**対象文章:**
___

カーペットリンサー
取扱説明ガイド

最大約75℃の温水噴射で頑固な汚れも効果的に分解・洗浄
強力バキュームシステム搭載 ・ 約1時間で速乾 ・ 多用途洗浄対応
製品の特徴と基本仕様

カーペットリンサー「SPHERE 32337J」
高温洗浄と強力吸引で業務用清掃を効率化する
プロフェッショナル向けカーペットエクストラクター
主な特徴
高温洗浄
最大約75℃の温水噴射で頑固な汚れも効果的に分解
強力バキューム
汚水と緩んだ汚れを素早く回収し乾燥時間を短縮
速乾仕上げ
洗浄後約1時間で歩行可能な状態に乾燥
多用途対応
床だけでなく車内シート・ソファー・階段など狭所も洗浄可能
基本仕様
各部名称

部品一覧
- 1. 回収タンク
- 2. 清水タンク
- 3. 回収タンクリッド
- 4. 清水タンクリッド
- 5. バキュームスイッチ
- 6. ポンプスイッチ
- 7. ヒータースイッチ
- 8. 電源コード
- 9. バキュームホースコネクター
- 10. ラッチ
- 11. 回収タンク・ハンドル
- 12. 温水供給ホース取付口
- 13. 自在車輪
- 14. ドレンプラグ
- 15. ヒーターランプ
使用前の準備と注意点
使用前の準備
設置と接続
安定した場所に設置し、ホース類を接続
清水供給ホースとバキュームホースを本体とウォンドに確実に接続
清水タンクへの投入
清水または洗剤希釈液を投入(満量18L)
専用洗剤「バルチャーブルー」を使用、発泡性の強いカーペットシャンプーは使用不可
消泡剤の投入
回収タンク満水あたり約15cc(付属計量キャップ1杯程度)
泡の発生を抑え、吸引力低下や故障を防止
電源コードの接続
2本のコードを必ず別々の回路に接続
同一回路に接続すると合計26Aとなりブレーカーが落ちます
電源接続の重要性
電源の要点
- 下側コード: バキュームモーター+ポンプ用(約11〜12A)
- 上側コード: ヒーター用(最大15A)

___

(写真に基づくポイントラベル付けデータ)
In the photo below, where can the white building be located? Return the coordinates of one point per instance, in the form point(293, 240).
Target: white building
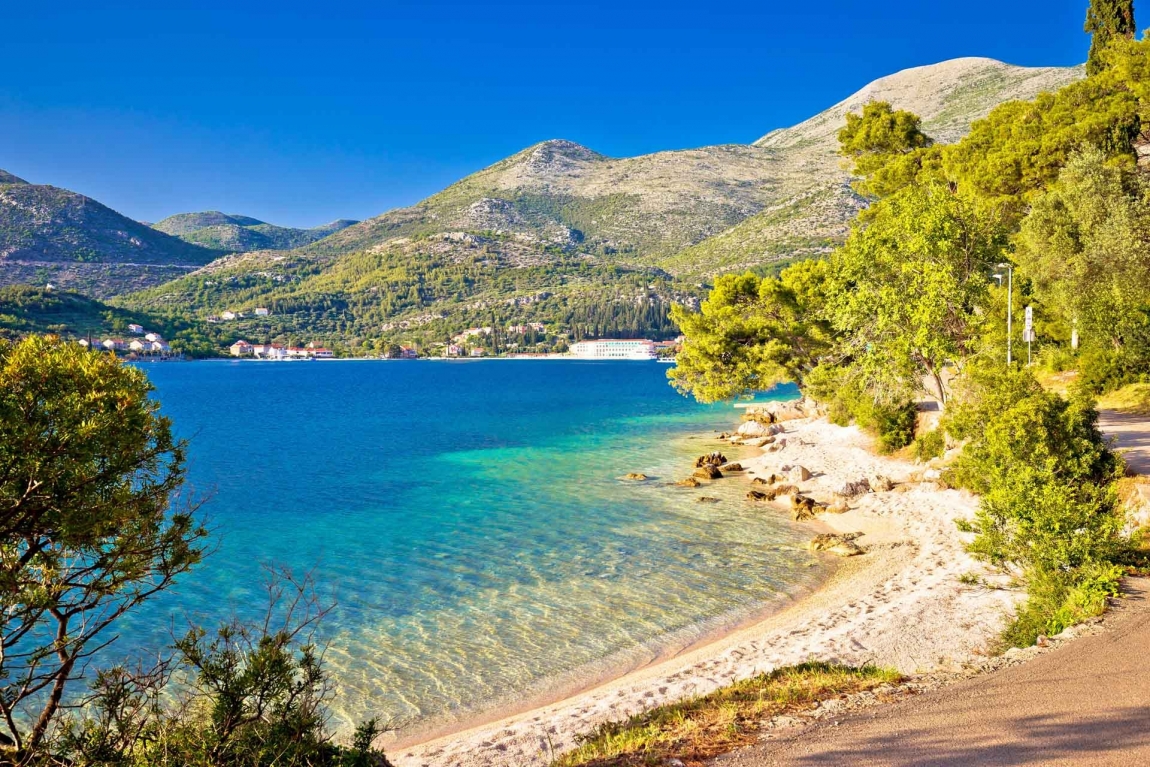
point(614, 349)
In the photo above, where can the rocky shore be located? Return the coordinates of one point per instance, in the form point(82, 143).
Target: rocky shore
point(896, 598)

___

**出題 1:**
対象文章から、「専用洗剤「バルチャーブルー」を使用、発泡性の強いカーペットシャンプーは使用不可」を含む語句で始まり「- 上側コード: ヒーター用(最大15A)」で終わる部分を書き写しなさい。
**出題 2:**
対象文章の「主な特徴」の項に見出しとして挙げられている特徴の名称を、すべて答えなさい。

**解答 1:**
専用洗剤「バルチャーブルー」を使用、発泡性の強いカーペットシャンプーは使用不可
消泡剤の投入
回収タンク満水あたり約15cc(付属計量キャップ1杯程度)
泡の発生を抑え、吸引力低下や故障を防止
電源コードの接続
2本のコードを必ず別々の回路に接続
同一回路に接続すると合計26Aとなりブレーカーが落ちます
電源接続の重要性
電源の要点
- 下側コード: バキュームモーター+ポンプ用(約11〜12A)
- 上側コード: ヒーター用(最大15A)

**解答 2:**
高温洗浄、強力バキューム、速乾仕上げ、多用途対応